* Task material
"""
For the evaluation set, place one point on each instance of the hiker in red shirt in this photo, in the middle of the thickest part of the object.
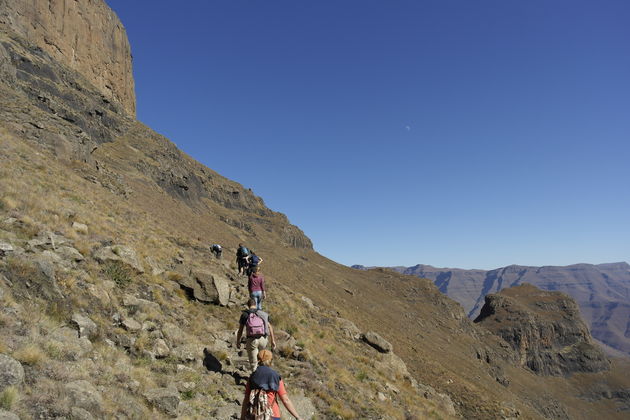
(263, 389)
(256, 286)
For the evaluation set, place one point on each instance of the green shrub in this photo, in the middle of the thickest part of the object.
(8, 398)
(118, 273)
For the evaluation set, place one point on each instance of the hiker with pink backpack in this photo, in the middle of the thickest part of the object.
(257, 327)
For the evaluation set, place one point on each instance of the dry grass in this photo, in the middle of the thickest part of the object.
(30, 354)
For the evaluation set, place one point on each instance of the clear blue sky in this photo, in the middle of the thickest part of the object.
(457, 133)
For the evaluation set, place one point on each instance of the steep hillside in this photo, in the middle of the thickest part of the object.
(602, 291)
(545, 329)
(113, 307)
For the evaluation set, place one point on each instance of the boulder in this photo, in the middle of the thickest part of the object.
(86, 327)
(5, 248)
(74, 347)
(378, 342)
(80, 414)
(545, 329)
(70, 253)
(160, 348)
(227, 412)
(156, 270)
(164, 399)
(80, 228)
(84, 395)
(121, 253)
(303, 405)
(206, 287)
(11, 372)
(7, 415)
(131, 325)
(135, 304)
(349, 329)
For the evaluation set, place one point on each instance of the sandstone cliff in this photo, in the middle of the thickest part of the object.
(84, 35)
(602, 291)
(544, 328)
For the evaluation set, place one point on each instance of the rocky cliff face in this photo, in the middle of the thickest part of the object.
"""
"""
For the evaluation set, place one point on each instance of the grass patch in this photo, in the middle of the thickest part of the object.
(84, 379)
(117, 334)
"""
"""
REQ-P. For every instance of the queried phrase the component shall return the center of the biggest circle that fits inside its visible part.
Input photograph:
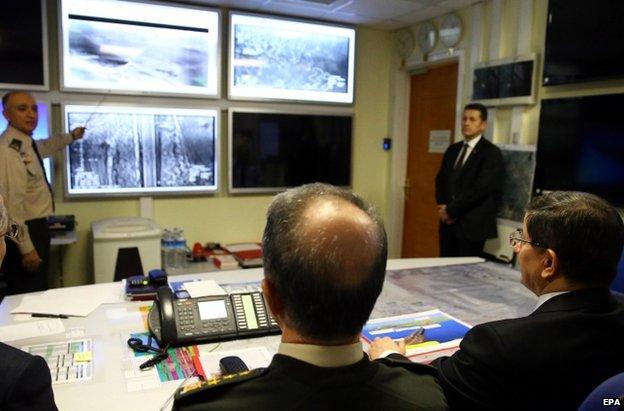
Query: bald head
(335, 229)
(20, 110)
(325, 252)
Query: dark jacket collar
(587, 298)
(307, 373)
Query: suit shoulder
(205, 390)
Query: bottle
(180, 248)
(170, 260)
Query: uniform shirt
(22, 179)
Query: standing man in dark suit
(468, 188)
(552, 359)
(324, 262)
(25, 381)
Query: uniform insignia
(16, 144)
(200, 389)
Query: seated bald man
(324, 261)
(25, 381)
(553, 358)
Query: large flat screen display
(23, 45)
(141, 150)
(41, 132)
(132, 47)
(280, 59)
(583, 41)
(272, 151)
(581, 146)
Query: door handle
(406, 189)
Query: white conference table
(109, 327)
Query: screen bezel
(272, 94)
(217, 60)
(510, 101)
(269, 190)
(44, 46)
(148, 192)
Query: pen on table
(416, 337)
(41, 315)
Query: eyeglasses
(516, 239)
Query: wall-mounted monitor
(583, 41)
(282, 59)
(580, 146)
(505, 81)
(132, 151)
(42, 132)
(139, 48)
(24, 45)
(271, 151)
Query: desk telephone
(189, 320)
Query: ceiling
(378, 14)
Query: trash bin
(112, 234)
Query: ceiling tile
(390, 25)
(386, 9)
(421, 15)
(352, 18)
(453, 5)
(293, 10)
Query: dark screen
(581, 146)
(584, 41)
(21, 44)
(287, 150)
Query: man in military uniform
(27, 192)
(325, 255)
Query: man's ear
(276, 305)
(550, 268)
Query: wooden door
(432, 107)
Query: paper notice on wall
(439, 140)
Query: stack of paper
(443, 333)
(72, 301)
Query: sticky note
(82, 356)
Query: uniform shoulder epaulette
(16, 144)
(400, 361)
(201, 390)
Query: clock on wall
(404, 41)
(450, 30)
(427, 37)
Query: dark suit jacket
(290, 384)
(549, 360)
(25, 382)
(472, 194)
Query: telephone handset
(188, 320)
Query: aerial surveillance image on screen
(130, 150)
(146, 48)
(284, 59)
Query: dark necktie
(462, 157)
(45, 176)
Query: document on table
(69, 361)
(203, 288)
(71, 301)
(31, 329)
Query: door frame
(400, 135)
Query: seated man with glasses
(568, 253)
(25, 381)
"""
Pull out every line of the entries above that contains the word "uniform".

Query: uniform shirt
Query: uniform insignia
Query: man in military uniform
Query: uniform shoulder epaulette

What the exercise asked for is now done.